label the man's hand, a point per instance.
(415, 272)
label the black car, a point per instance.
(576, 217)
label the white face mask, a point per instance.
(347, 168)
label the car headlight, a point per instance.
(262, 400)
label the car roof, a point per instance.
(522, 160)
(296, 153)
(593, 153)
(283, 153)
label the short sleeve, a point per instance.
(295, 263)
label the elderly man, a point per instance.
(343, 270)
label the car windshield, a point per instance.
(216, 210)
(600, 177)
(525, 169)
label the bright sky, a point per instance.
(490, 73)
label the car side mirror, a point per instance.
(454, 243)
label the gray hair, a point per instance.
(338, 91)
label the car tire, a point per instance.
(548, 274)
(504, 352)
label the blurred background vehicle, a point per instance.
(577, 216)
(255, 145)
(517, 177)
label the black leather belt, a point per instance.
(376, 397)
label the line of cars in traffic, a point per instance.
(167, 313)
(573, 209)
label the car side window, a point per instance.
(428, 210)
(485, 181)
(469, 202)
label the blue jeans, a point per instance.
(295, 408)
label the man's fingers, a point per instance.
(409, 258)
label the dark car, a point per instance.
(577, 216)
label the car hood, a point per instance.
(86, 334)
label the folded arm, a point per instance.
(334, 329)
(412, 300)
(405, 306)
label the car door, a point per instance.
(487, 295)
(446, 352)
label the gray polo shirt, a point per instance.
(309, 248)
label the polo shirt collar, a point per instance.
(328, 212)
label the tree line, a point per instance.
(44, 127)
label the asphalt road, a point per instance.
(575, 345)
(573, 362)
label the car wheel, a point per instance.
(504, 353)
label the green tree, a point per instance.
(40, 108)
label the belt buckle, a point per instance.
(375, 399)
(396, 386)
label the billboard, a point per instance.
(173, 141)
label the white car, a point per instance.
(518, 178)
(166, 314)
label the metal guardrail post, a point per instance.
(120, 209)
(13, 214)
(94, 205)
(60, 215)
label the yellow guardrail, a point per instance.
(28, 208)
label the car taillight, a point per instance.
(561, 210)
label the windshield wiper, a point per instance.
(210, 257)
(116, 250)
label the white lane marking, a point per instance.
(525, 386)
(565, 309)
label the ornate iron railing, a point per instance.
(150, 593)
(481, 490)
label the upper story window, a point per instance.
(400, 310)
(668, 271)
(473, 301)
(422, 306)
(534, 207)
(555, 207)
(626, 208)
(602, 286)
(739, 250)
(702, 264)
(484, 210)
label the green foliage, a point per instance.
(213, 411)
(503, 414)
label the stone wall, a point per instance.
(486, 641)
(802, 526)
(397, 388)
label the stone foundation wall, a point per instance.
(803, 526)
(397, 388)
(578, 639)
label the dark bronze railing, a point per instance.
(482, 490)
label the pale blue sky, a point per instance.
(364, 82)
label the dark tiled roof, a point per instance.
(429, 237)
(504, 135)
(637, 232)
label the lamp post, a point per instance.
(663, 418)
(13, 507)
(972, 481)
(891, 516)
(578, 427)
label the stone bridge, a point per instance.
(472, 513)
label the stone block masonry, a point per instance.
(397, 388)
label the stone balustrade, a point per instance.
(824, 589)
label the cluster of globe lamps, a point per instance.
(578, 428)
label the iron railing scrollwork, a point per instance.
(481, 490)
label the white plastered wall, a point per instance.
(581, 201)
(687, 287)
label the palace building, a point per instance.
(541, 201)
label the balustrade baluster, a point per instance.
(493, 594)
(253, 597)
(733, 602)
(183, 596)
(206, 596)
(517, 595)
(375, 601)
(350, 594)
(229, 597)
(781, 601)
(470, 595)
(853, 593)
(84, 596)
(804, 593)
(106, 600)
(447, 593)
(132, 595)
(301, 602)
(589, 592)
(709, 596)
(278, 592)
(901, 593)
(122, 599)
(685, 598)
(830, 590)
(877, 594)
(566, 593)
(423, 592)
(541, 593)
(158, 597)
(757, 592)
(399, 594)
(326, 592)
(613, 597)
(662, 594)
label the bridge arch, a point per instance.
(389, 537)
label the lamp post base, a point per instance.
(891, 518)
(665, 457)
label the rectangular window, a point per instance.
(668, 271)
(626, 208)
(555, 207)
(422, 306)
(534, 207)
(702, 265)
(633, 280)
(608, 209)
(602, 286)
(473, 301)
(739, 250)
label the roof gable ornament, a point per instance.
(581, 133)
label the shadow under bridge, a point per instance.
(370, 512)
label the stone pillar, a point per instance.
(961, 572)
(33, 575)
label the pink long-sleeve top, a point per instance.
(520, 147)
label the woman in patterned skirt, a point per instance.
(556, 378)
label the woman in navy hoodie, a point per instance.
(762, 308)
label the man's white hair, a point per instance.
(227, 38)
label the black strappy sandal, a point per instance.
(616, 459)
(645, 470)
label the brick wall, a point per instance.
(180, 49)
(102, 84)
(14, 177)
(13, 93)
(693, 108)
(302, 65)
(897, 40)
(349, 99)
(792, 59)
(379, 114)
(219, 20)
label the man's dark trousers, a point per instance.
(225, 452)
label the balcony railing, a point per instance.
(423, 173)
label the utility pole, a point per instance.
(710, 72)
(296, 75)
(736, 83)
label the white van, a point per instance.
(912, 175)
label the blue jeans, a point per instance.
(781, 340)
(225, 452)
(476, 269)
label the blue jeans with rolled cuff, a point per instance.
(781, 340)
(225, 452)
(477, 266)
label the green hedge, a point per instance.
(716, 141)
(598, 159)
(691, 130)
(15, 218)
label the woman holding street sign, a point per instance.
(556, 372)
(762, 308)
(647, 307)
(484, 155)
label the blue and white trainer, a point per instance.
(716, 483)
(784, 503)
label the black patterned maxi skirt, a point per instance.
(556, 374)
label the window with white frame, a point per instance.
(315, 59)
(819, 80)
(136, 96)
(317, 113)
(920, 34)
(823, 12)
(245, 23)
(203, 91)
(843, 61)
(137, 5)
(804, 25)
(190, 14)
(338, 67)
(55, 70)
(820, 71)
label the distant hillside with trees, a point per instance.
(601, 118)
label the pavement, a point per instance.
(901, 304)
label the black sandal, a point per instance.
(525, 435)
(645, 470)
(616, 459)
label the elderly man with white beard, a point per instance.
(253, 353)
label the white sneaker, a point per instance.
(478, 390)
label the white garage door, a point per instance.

┄┄┄┄┄┄┄┄┄┄

→ Problem requirements
Everything from the line containing "label the brick wall, a point per instance." to the last line of the entries above should be quoted exactly, and only that.

→ Expected answer
label the brick wall, a point per instance.
(180, 49)
(102, 84)
(14, 177)
(13, 93)
(693, 108)
(302, 65)
(897, 40)
(349, 99)
(792, 59)
(379, 114)
(219, 20)
label the man's dark trousers, a point per instance.
(225, 452)
label the balcony railing, a point per instance.
(423, 173)
label the utility pole, a point per instance.
(710, 72)
(296, 75)
(736, 83)
label the white van, a point per instance.
(912, 175)
label the blue jeans, a point per instance.
(781, 340)
(225, 452)
(476, 269)
label the blue jeans with rolled cuff, a point per instance.
(781, 340)
(225, 452)
(477, 266)
label the green hedge, a point per instance.
(716, 141)
(598, 159)
(691, 130)
(15, 218)
label the woman holding street sign, a point per instance.
(556, 372)
(762, 308)
(647, 307)
(484, 155)
label the blue and white trainer, a point per instance.
(716, 483)
(784, 503)
label the black patterned maxi skirt, a point per instance.
(556, 374)
label the window with white frame, a point per instance.
(315, 59)
(819, 80)
(136, 96)
(317, 113)
(920, 34)
(823, 12)
(245, 23)
(203, 91)
(843, 61)
(137, 5)
(804, 25)
(190, 14)
(338, 67)
(55, 70)
(820, 71)
label the distant hillside with trees, a point per instance.
(601, 118)
label the pavement, a point per instance.
(901, 304)
label the black sandal, a point per instance.
(525, 435)
(645, 470)
(616, 459)
label the elderly man with white beard, a point per instance.
(253, 353)
label the white sneaker, a point per instance.
(478, 390)
label the white garage door, a point per instance.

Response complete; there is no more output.